[Referring expression data]
____

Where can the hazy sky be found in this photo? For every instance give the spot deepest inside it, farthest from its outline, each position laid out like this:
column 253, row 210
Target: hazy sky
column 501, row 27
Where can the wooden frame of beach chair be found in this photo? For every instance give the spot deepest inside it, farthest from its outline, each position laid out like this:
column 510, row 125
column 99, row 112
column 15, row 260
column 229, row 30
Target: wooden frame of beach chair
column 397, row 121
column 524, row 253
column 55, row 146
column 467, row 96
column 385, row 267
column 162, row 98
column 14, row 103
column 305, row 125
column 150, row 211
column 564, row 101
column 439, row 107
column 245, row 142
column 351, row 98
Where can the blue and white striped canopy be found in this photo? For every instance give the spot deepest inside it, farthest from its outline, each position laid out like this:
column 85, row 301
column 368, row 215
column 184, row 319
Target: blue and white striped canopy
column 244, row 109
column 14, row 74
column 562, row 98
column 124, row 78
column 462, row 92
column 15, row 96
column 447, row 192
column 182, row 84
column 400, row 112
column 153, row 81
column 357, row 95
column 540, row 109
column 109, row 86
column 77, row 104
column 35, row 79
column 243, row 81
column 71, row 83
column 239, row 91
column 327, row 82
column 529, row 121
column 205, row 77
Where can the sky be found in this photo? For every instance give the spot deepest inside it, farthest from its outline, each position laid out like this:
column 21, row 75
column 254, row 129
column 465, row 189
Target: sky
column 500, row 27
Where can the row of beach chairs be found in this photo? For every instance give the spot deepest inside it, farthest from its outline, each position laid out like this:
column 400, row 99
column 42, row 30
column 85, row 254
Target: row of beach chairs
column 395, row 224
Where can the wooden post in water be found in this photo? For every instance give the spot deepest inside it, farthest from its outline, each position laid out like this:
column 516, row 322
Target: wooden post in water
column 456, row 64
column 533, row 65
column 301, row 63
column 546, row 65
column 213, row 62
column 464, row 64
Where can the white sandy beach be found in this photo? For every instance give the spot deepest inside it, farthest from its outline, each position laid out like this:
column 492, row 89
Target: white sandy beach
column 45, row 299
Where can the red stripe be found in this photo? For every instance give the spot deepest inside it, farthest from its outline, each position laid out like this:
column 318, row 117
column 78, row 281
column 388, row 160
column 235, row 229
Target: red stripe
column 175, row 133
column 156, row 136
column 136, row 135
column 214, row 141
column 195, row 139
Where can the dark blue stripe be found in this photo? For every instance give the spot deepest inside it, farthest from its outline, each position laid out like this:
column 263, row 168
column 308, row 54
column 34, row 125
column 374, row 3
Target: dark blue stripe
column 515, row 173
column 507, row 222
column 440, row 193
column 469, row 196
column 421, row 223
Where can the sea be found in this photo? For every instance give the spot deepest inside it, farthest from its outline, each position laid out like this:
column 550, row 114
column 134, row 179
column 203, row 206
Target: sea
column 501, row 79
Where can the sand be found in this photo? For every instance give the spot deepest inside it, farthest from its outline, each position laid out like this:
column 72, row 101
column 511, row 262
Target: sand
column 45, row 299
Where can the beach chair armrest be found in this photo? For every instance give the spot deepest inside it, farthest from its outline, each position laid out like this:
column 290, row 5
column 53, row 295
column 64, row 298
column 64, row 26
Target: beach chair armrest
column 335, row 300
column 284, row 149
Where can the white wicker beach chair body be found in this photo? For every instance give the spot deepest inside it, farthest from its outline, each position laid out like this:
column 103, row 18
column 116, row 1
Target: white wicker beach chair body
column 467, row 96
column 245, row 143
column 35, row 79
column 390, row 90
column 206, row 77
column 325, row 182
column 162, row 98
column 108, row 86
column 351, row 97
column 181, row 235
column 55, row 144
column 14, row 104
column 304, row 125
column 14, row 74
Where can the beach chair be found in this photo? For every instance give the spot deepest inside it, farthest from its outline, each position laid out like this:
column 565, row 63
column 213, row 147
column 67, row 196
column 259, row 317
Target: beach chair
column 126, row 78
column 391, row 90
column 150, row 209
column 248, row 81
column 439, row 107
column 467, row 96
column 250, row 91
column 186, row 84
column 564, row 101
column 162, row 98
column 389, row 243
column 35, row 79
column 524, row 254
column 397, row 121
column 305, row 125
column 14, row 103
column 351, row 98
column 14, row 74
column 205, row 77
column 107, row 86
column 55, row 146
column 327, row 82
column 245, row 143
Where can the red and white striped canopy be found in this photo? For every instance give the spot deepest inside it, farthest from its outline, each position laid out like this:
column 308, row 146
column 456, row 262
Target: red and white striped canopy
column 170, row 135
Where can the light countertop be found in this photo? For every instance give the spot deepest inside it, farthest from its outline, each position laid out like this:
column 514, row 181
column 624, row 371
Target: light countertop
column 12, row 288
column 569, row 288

____

Output the data exactly, from the first line through the line that holds "column 229, row 30", so that no later line appears.

Where can the hazy sky be found in this photo? For every instance give the spot deepest inside it, farthest from its outline, each position laid out like this:
column 253, row 210
Target: hazy sky
column 501, row 27
Where can the wooden frame of beach chair be found in this photo? For every instance give the spot deepest inside it, farthest from its outline, each position laid out like this:
column 510, row 125
column 99, row 112
column 15, row 260
column 229, row 30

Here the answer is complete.